___ PROVIDED RECORDS
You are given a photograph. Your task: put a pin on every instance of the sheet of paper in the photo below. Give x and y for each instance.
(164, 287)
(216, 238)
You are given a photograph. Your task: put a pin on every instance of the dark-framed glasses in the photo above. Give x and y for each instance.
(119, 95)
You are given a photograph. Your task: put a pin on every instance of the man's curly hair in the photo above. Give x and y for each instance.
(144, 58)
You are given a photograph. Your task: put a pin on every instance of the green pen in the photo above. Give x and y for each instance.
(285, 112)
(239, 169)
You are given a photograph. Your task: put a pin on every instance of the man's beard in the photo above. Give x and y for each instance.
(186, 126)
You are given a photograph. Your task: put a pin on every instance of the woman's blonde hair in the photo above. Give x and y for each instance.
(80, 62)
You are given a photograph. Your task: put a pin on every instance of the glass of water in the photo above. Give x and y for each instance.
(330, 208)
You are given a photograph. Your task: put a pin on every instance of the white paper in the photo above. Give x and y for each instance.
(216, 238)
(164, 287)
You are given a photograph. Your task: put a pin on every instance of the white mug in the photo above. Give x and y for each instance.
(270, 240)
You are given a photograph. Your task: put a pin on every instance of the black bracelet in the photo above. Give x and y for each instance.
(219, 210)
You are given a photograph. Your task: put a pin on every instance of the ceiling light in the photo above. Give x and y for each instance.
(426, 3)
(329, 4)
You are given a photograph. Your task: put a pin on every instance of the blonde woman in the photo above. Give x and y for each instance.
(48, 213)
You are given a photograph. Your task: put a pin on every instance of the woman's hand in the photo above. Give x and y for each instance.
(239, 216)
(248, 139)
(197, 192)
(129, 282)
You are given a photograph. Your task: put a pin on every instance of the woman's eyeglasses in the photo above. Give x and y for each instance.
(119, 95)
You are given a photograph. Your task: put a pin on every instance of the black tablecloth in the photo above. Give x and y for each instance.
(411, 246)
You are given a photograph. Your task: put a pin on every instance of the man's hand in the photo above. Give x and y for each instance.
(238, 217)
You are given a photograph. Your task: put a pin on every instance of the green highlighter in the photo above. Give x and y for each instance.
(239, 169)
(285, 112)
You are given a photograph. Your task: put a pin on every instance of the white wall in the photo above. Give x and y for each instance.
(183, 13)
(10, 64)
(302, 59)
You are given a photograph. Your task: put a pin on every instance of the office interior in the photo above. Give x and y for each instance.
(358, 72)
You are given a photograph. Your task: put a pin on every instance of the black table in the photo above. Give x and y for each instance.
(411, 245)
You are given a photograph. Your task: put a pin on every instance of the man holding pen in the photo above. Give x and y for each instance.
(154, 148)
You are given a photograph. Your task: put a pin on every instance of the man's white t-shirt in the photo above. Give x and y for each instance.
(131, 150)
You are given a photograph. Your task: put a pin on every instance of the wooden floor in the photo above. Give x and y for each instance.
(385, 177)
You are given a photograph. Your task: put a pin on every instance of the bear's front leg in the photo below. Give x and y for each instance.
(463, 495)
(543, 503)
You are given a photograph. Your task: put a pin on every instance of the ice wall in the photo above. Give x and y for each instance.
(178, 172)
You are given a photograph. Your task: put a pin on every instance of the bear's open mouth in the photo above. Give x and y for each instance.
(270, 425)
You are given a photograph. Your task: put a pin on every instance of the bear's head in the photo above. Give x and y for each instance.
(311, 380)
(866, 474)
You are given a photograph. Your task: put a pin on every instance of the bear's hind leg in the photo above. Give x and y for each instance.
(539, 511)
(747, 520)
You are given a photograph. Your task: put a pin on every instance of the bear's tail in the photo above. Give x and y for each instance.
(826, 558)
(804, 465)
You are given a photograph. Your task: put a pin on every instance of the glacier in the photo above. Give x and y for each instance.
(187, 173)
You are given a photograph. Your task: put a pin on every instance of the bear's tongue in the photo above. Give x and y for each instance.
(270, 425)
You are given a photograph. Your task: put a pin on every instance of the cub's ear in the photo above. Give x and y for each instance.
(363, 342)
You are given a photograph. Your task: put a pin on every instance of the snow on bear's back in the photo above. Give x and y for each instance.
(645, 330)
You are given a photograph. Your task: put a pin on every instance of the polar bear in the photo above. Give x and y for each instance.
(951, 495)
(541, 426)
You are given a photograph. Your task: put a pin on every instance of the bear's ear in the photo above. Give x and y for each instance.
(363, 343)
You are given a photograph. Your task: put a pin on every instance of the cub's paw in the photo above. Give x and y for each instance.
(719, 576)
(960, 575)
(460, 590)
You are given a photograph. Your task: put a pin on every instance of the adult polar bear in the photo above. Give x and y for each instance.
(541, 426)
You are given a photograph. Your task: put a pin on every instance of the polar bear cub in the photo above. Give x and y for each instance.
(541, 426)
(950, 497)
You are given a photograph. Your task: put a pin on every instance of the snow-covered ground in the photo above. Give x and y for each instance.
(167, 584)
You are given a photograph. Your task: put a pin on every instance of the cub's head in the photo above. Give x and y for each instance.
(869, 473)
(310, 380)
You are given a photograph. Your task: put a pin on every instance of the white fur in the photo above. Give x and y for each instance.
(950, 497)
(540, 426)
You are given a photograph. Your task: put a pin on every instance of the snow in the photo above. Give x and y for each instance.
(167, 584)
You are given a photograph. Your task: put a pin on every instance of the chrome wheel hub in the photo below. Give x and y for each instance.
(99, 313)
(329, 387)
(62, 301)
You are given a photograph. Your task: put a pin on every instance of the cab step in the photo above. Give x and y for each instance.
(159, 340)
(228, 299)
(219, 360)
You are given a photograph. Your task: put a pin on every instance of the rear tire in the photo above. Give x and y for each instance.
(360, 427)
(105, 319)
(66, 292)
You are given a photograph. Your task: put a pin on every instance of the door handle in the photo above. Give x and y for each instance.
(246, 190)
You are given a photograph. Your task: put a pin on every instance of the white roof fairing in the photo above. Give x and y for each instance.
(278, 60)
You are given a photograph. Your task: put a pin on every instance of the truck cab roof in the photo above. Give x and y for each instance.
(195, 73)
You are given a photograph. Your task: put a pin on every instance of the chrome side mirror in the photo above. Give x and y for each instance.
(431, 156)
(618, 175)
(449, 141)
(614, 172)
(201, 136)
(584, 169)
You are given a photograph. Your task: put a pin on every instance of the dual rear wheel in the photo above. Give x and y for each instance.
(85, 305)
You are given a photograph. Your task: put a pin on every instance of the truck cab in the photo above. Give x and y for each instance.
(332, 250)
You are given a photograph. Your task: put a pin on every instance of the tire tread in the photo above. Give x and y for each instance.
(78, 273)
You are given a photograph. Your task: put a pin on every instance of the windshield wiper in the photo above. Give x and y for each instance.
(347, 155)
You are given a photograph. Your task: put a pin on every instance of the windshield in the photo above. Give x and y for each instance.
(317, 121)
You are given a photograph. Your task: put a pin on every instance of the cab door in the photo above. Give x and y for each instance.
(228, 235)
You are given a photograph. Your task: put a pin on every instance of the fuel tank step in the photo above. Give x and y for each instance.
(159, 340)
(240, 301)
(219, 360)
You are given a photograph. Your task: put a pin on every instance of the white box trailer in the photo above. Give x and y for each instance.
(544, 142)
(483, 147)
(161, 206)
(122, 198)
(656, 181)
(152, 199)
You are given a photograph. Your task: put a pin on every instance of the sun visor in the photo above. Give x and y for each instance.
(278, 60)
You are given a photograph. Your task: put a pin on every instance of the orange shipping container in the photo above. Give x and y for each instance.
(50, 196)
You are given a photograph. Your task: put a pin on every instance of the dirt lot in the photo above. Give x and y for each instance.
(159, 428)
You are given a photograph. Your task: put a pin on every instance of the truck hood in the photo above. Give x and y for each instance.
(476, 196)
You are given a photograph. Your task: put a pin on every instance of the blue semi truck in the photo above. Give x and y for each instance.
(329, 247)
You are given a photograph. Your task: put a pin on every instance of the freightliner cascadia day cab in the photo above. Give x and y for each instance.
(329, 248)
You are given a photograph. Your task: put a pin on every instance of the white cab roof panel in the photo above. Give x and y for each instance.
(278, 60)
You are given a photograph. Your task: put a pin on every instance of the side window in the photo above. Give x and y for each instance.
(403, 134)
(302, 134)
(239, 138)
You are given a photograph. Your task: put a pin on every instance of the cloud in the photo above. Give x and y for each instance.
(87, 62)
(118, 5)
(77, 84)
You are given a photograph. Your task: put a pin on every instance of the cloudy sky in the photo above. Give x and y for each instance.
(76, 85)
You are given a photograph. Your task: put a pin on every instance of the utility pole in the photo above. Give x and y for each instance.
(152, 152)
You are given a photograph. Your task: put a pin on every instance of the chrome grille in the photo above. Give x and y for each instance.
______
GIVEN PROBLEM: Write the lines out exactly, from the one with "of the blue" down to the last line of the listing, and leave out all others.

CORRECT ANSWER:
You are given a photograph. Your task: put a pin on every instance of the blue semi truck in the photo above. Give x and y for each instance.
(329, 247)
You are given a photograph. Your task: put a pin on every instance of the freightliner cascadia day cab in the photo above. Give x and y for each instance.
(329, 248)
You are given a photograph. Your task: put a pin on every instance of the white cab roof panel in the photo above. Give x and y for each instance.
(278, 60)
You are given a photograph. Your task: put a pin on every instance of the side window in the photo above. Give x and y for each instance.
(403, 134)
(302, 134)
(239, 138)
You are given a photograph. Your task: put a pin on every instance of the cloud in the photo above. Give x and y for each instance.
(87, 62)
(118, 5)
(77, 84)
You are given a photograph. Your task: put a pin on every instance of the cloudy sky in the photo above. Give x and y for each instance.
(76, 85)
You are given a photograph. Your task: put a pin on every instance of the utility pole in the photo above. Give x and y for each instance.
(152, 152)
You are given a photograph. Your task: put a pin on every instance of the chrome grille in the photo above. Give x and y for each instance.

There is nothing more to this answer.